::: RECORDS TO PROCESS :::
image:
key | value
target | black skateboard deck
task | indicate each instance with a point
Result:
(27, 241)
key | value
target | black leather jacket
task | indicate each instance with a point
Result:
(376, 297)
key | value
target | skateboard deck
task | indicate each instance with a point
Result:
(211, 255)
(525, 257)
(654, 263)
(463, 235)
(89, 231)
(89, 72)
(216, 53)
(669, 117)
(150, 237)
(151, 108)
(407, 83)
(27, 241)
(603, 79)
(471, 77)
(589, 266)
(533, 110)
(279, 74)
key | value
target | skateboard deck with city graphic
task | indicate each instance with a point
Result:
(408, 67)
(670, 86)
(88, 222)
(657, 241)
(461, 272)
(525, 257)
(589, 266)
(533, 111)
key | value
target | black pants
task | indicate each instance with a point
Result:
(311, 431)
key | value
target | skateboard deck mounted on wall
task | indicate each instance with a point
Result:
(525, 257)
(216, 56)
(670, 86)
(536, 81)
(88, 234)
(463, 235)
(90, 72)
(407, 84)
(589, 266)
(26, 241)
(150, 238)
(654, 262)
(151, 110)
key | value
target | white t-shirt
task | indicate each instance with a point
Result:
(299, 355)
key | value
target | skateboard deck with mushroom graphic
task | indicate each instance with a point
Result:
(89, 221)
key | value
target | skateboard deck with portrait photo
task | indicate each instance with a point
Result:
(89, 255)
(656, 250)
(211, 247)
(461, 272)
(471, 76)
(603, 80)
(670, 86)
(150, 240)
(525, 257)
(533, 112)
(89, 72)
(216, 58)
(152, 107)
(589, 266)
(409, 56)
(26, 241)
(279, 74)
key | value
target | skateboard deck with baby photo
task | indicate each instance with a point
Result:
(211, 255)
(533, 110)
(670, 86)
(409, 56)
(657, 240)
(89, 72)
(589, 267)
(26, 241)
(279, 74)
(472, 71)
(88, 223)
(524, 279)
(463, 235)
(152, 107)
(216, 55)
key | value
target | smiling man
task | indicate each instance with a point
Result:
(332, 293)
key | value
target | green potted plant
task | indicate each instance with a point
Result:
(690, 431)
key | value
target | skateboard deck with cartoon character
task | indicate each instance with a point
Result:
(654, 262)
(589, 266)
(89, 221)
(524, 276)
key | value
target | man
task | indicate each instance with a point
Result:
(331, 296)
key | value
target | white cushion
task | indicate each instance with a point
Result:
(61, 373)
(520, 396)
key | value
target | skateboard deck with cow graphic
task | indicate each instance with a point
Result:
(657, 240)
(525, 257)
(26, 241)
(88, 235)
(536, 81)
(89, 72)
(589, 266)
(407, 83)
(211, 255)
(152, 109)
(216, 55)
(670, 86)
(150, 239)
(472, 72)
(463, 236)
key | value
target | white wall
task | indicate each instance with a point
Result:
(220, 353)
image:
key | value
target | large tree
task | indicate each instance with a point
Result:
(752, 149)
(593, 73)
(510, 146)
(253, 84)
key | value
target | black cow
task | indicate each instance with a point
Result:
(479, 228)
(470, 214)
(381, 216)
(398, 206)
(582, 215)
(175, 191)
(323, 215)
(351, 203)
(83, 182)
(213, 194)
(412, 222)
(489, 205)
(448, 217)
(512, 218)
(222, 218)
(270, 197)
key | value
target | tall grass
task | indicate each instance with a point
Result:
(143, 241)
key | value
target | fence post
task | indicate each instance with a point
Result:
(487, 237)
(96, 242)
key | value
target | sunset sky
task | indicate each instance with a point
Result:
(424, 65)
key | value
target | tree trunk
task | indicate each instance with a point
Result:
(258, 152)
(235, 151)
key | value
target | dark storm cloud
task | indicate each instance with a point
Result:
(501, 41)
:::
**INSTRUCTIONS FOR THE TASK:** Find "target | black cow" in the entries above, then repeat its line and all lines after it exactly, down to the last line.

**OUTPUT BELOW:**
target | black cow
task | indicate each instance with a point
Result:
(479, 228)
(470, 214)
(381, 216)
(398, 206)
(582, 215)
(175, 191)
(323, 215)
(351, 203)
(83, 182)
(213, 194)
(412, 222)
(489, 205)
(448, 217)
(512, 218)
(222, 218)
(270, 197)
key | value
target | tall grass
task | indicate each instance with a point
Result:
(143, 241)
key | value
target | fence post
task | indicate each instance with a point
Result:
(487, 237)
(96, 242)
key | value
target | sunset sky
task | indicate each instance with a point
Result:
(424, 65)
key | value
target | tree trunk
task | indicate each instance with a point
Result:
(258, 152)
(235, 151)
key | value
target | dark storm cloud
task | indicate each instance with a point
Result:
(501, 41)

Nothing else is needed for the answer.